> [AIM OF THE EXERCISE]: Your answer must be an exact transcription of every entry.

Saved data entries:

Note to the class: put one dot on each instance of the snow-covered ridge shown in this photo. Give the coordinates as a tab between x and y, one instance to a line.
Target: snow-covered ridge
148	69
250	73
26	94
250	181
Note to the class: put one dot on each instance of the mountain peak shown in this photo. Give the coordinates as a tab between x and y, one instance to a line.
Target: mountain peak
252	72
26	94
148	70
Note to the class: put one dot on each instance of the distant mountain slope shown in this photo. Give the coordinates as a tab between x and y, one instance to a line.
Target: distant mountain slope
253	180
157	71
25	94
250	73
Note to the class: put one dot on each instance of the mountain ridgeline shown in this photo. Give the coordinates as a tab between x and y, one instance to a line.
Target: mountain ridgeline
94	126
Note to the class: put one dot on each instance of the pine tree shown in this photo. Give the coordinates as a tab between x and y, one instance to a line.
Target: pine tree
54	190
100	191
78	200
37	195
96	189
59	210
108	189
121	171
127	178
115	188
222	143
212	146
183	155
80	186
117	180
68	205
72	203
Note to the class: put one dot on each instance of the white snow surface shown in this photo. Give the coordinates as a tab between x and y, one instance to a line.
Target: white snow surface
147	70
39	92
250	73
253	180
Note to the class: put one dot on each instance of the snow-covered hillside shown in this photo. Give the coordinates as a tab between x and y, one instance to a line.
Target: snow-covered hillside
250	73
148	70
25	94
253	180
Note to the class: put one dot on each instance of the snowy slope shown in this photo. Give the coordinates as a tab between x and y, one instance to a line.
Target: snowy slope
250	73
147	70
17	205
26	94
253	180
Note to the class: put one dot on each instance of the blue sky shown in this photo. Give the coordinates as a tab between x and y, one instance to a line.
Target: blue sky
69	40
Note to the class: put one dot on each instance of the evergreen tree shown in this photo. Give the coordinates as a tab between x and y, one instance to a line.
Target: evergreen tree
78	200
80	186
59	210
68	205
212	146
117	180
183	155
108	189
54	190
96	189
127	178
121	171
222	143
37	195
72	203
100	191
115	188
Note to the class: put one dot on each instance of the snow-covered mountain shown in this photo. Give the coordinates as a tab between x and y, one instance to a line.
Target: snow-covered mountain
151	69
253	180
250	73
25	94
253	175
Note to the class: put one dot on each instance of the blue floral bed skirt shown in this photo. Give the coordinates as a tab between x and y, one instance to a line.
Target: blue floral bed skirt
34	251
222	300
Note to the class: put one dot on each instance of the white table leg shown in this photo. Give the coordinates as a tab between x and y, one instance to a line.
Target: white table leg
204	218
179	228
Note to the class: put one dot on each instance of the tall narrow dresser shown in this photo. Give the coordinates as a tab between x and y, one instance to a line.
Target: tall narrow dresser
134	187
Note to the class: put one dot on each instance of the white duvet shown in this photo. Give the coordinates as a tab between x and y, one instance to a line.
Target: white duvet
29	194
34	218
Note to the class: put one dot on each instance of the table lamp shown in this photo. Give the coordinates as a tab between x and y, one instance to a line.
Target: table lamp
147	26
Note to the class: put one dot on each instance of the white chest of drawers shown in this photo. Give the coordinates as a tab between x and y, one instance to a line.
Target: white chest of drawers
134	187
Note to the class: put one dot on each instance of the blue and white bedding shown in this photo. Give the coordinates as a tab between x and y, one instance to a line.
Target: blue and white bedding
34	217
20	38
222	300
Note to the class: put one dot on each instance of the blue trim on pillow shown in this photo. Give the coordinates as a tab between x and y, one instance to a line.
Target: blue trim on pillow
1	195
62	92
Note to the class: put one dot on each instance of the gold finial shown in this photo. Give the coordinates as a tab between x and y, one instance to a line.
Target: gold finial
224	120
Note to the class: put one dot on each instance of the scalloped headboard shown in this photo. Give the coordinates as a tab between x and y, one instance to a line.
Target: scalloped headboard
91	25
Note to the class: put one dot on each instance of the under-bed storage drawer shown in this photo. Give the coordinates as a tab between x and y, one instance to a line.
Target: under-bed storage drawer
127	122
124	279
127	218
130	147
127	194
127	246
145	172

> [SOLVED EXERCISE]:
Note to the class: put one dot on each instance of the snow-covered ridge shown in this photo. Give the coordinates as a tab between x and y, one instance to a line.
Target: snow-covered ridge
148	69
250	73
26	94
250	181
Note to the class: put one dot on each instance of the mountain peak shown in this photo. Give the coordinates as a tab between x and y, one instance to a line.
Target: mountain peak
252	72
26	94
148	70
Note to the class: put one dot on each instance of the distant mountain slope shown in this photo. Give the coordinates as a tab between x and y, one instance to a line.
Target: distant mountain slope
253	180
157	71
25	94
250	73
Note to the class: put one dot on each instance of the mountain ridgeline shown in this photo. Give the coordinates as a tab between x and y, one instance to a line.
Target: mountain ridgeline
94	126
Note to the class: put one dot on each instance of the pine tree shown in this photo. Give the coordinates as a tab between x and y, one instance to a line.
Target: pine tree
54	190
100	191
78	200
37	195
96	189
59	210
108	189
121	171
127	178
115	188
222	143
212	146
183	155
80	186
117	180
68	205
72	203
Note to the class: put one dot on each instance of the white snow surface shown in this photo. Give the coordinates as a tab between x and y, one instance to a line.
Target: white snow surface
147	70
39	92
250	73
253	180
Note to the class: put one dot on each instance of the snow-covered hillside shown in this photo. Give the coordinates as a tab between x and y, one instance to a line.
Target: snow-covered hillside
250	73
148	70
25	94
253	180
Note to the class: put one dot on each instance of the snowy slope shown in this photo. Give the coordinates as a tab between x and y, one instance to a line.
Target: snowy slope
250	73
147	70
17	205
26	94
253	180
Note to the class: put one dot on each instance of the blue sky shown in this photo. Give the coordinates as a tab between x and y, one instance to a line.
Target: blue sky
69	40
Note to the class: put one dot on each instance of the evergreen tree shown in this photo. Give the coordinates as a tab between x and y, one instance to a line.
Target: evergreen tree
78	200
80	186
59	210
68	205
212	146
117	180
183	155
108	189
54	190
96	189
127	178
121	171
222	143
37	195
72	203
100	191
115	188
Note to the class: put one dot on each instance of the snow-covered mountain shown in this photo. Give the coordinates as a tab between x and y, one instance to a line.
Target: snow-covered mountain
151	69
253	180
250	73
25	94
253	175
Note to the class: put one dot on each instance of the blue floral bed skirt shown in this photo. Give the coordinates as a tab between x and y, one instance to a line.
Target: blue floral bed skirt
34	251
222	300
Note to the class: put one dot on each instance of the white table leg shown in this photo. Give the coordinates as a tab between x and y, one instance to a line.
Target: white table leg
204	218
179	228
Note to the class: put one dot on each instance of the tall narrow dresser shown in this photo. Give the coordinates as a tab between x and y, one instance to a line.
Target: tall narrow dresser
134	187
Note to the class: put one dot on each instance of the white duvet shown in this photo. Give the coordinates as a tab between x and y, one instance to a line.
Target: white duvet
29	194
34	218
Note to the class: put one dot on each instance of the table lamp shown in this photo. Give the coordinates as a tab between x and y, one instance to a line.
Target: table lamp
147	26
Note to the class: put one dot on each instance of the white chest of drawers shown in this photo. Give the coordinates as a tab between x and y, one instance to a line.
Target: white chest of drawers
134	187
Note to the class: put one dot on each instance of the blue and white bedding shown in this photo. Give the coordinates as a tab between x and y, one instance to a line.
Target: blue and white bedding
34	217
20	38
222	300
Note to the class: put one dot on each instance of the blue trim on pillow shown in this photo. Give the coordinates as a tab between x and y, one instance to a line.
Target: blue trim on pillow
1	195
62	92
Note to the class: put one dot on each instance of the gold finial shown in this photo. Give the coordinates as a tab between x and y, one instance to a line.
Target: gold finial
224	120
Note to the class: put one dot on each instance of the scalloped headboard shown in this photo. Give the coordinates as a tab between x and y, one instance to a line.
Target: scalloped headboard
91	25
Note to the class: put one dot on each instance of the under-bed storage drawer shown in this photo. Give the coordinates as a tab between x and y, one instance to a line.
Target: under-bed storage drawer
127	122
124	279
127	218
130	147
127	194
127	246
145	172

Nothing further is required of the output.